What is needed
Nothing in the records may be changed; retype them in full.

Source records below:

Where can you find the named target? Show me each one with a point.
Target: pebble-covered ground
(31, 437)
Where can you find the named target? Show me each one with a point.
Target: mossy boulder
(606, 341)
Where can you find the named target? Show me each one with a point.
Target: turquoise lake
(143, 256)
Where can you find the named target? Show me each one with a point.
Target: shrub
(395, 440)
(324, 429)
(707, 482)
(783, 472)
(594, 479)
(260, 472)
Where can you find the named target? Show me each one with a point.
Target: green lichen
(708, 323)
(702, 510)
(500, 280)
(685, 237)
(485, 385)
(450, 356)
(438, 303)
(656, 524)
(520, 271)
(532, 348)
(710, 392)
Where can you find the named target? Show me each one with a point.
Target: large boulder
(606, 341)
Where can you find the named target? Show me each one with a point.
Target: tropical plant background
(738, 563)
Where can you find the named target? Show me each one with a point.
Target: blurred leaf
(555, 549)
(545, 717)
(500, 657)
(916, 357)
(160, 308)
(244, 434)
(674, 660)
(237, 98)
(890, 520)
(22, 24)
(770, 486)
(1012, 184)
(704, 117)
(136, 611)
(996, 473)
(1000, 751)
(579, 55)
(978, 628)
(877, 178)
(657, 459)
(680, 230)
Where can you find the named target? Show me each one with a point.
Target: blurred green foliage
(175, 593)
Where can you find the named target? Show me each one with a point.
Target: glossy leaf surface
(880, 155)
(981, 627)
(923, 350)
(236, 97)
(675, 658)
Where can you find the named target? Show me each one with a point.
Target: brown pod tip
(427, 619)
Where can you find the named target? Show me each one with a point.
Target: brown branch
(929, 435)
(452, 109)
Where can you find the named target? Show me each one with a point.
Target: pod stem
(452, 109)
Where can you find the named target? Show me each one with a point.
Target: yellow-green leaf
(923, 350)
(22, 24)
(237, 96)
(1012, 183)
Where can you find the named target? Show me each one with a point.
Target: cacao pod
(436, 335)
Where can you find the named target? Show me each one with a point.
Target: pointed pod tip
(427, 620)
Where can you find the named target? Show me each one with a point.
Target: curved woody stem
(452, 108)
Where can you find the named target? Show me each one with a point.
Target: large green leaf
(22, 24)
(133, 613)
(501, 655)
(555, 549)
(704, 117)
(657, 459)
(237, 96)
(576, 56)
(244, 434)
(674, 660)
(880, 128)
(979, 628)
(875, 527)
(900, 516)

End of Source records.

Task output
Where can you find the named target? Show me each one with a point.
Target: pebble-covered ground
(31, 437)
Where can you find the named target? Show me each one with a point.
Target: mossy boulder
(606, 341)
Where can you find the named target? Show me each one with a point.
Target: turquoise lake
(143, 256)
Where can you find the named target? Show me each one with a point.
Target: shrub
(395, 440)
(324, 429)
(707, 482)
(783, 472)
(594, 479)
(260, 472)
Where can you find the named target? Show me each one with a point.
Target: green lichen
(708, 323)
(702, 510)
(500, 280)
(685, 237)
(485, 385)
(450, 356)
(438, 303)
(656, 524)
(520, 271)
(532, 348)
(710, 392)
Where can you find the named target? Show me each one with a point.
Target: large boulder
(606, 341)
Where can you find the named target? Show me each one with a point.
Target: tropical plant background
(738, 563)
Where can you find the named target? Show me each one with a point.
Target: blurred leaf
(555, 549)
(545, 717)
(500, 657)
(916, 357)
(160, 308)
(244, 434)
(674, 660)
(237, 98)
(890, 520)
(22, 24)
(770, 486)
(1012, 184)
(704, 117)
(136, 611)
(996, 473)
(1000, 751)
(579, 55)
(978, 628)
(877, 178)
(657, 459)
(680, 230)
Where can you find the named target? Show me each one with a point.
Target: blurred green foliage
(175, 593)
Where can you find the named target? Show me each one with a point.
Target: glossy leaf surface
(880, 155)
(981, 627)
(923, 350)
(236, 97)
(675, 658)
Where can you find the named target? Show me each one with a point.
Target: brown pod tip
(427, 619)
Where can you find the named target? Show me each one with a point.
Target: brown branch
(929, 435)
(452, 109)
Where can you find the named target? Show me each one with a point.
Target: pod stem
(452, 109)
Where can you find the named target? Show me each one with a point.
Target: yellow-green leaf
(923, 350)
(22, 24)
(237, 96)
(1012, 183)
Where can you find the named target? Show me each one with a point.
Target: cacao pod
(436, 335)
Where can you find the named target? Show me each one with a point.
Target: pointed pod tip
(427, 620)
Where can you find the named target? Show me each one with a point.
Target: curved woody stem
(452, 108)
Where can you find the named target? Show me each one with a point.
Target: large green leaf
(22, 24)
(133, 613)
(501, 655)
(555, 549)
(704, 117)
(657, 459)
(237, 96)
(576, 56)
(244, 434)
(674, 660)
(880, 128)
(979, 628)
(875, 527)
(900, 516)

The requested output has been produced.